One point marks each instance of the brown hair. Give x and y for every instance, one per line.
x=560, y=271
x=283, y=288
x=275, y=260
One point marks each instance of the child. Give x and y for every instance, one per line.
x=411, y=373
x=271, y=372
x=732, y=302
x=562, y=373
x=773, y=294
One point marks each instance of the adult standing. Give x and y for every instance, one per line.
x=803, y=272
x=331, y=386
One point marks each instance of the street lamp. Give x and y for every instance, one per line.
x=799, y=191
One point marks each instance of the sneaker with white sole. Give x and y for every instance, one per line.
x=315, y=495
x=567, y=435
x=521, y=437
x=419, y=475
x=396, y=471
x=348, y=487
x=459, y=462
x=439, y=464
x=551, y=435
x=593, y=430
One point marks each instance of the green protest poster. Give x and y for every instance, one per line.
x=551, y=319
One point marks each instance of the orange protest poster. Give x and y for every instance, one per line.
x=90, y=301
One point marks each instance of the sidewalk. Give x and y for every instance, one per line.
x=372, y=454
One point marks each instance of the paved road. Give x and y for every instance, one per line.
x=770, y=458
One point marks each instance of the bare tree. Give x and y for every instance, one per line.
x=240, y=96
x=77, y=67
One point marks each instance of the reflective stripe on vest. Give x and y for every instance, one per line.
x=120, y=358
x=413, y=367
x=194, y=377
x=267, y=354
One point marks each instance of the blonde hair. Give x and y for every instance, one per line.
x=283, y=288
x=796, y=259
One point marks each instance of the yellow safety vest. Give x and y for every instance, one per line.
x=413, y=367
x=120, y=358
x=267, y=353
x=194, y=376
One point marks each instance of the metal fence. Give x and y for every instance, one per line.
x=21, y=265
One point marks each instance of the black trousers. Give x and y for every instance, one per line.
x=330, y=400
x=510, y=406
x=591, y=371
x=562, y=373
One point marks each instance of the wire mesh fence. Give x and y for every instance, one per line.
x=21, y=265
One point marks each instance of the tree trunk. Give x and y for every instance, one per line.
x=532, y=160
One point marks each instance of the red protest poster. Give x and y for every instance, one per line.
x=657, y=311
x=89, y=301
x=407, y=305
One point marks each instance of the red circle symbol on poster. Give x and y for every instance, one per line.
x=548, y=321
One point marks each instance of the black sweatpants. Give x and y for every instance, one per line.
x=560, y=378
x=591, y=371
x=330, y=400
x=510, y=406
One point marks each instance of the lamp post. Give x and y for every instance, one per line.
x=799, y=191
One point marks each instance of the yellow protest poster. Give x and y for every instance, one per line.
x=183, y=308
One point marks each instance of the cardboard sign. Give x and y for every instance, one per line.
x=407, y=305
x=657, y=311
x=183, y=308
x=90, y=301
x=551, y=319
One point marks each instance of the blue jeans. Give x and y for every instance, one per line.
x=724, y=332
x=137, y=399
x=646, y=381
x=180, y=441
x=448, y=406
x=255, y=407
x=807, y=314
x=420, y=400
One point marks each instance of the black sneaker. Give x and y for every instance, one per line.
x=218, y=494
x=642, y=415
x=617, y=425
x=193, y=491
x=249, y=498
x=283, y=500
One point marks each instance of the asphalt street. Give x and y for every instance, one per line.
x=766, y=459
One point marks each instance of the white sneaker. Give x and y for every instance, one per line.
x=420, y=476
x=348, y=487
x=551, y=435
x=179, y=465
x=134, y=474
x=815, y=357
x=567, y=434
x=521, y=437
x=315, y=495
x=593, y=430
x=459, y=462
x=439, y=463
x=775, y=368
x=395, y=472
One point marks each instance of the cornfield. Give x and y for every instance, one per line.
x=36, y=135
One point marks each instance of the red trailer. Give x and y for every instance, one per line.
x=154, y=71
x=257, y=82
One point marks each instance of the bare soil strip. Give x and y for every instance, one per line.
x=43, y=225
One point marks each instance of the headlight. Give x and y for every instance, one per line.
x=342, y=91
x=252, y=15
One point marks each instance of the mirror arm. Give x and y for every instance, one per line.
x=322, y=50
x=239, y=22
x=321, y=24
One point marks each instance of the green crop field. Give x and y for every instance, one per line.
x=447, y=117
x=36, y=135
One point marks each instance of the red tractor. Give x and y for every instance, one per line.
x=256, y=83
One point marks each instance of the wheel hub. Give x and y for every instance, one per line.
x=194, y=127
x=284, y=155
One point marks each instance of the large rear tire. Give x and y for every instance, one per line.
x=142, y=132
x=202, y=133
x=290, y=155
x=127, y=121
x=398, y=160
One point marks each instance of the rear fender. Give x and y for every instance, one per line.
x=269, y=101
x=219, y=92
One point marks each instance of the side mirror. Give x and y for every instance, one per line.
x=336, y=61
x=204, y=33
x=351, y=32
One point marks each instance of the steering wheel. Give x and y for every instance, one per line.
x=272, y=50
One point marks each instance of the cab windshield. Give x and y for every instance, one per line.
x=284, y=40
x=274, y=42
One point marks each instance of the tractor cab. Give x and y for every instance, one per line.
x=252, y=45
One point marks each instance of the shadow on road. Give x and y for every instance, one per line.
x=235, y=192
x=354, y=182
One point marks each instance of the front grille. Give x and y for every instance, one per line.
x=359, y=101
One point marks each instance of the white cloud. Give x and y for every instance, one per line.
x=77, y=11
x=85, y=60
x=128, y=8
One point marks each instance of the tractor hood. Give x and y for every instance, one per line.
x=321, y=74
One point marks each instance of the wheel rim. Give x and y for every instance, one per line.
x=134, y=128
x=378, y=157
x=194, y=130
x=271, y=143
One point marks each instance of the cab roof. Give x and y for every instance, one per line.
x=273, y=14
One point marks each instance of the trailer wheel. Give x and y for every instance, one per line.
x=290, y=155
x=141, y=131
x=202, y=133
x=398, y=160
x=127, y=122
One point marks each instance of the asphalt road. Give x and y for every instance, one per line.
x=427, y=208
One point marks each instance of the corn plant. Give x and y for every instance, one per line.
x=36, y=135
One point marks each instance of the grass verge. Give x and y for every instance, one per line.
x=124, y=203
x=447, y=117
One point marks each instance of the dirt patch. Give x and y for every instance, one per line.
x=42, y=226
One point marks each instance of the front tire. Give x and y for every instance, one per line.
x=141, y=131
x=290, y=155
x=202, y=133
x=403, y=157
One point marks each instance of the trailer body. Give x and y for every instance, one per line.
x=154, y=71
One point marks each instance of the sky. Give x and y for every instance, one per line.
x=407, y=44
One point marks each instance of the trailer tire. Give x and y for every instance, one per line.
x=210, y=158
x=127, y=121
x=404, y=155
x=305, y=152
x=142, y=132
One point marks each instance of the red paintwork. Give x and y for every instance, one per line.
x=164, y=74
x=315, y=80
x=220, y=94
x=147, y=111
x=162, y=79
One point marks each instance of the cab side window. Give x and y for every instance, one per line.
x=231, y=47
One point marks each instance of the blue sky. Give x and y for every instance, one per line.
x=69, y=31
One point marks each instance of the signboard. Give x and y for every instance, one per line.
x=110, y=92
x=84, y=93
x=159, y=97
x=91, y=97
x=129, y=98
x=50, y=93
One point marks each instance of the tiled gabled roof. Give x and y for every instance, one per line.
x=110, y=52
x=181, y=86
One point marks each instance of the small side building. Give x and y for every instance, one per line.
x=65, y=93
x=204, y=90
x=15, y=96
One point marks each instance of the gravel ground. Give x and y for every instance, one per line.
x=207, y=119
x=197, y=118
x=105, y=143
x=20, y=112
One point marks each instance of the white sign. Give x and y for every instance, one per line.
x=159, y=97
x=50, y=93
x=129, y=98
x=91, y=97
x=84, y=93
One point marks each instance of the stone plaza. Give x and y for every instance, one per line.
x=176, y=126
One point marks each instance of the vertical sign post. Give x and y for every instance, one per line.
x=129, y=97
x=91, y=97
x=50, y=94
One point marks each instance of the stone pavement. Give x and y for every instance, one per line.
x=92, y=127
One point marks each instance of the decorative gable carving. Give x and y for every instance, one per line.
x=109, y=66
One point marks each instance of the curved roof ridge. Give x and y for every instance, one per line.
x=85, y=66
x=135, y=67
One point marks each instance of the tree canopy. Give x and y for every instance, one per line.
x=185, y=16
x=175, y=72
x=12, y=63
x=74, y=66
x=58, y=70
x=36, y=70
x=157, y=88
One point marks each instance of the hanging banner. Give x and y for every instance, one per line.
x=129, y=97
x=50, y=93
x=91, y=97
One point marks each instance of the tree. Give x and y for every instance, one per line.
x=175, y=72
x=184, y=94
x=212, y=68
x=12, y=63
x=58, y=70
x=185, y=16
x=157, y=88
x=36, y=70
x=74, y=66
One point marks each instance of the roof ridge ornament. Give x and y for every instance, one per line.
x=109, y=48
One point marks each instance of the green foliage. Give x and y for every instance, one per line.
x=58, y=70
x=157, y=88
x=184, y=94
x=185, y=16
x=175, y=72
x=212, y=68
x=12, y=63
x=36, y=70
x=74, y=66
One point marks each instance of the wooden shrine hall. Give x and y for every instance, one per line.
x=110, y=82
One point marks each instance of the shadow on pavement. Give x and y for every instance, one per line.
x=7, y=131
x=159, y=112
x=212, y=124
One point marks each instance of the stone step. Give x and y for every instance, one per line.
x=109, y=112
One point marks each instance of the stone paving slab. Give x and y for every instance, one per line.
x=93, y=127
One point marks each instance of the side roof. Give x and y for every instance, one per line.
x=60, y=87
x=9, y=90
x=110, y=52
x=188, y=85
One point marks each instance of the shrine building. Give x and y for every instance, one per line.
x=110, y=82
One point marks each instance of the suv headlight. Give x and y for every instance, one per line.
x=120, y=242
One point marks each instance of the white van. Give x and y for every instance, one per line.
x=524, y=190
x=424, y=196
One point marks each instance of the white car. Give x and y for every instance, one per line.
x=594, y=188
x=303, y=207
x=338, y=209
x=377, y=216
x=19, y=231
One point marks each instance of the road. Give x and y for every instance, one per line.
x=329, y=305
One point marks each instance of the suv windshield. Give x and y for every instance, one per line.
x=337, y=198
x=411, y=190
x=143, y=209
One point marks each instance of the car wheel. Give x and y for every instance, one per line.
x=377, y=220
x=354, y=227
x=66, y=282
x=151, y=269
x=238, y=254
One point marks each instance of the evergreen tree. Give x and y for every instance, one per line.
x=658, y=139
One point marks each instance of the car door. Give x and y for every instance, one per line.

*****

Put the items into a JSON list of strings, one string per line with blank lines omitted, beginning at the line that contains "One point marks each instance of the cornfield." and stopping after the line that contains "x=321, y=24".

▶ **Answer in full**:
[
  "One point marks each instance of the cornfield. Give x and y for every instance, one per line.",
  "x=36, y=135",
  "One point marks each instance of the red trailer. Give x and y for every instance, one per line.",
  "x=154, y=71",
  "x=257, y=82",
  "One point marks each instance of the bare soil strip. Give x and y for every instance, one per line.",
  "x=43, y=225",
  "One point marks each instance of the headlight. Give x and y for every instance, one per line.",
  "x=342, y=91",
  "x=252, y=15",
  "One point marks each instance of the mirror arm. Give x and y for every instance, one per line.",
  "x=322, y=50",
  "x=239, y=22",
  "x=321, y=24"
]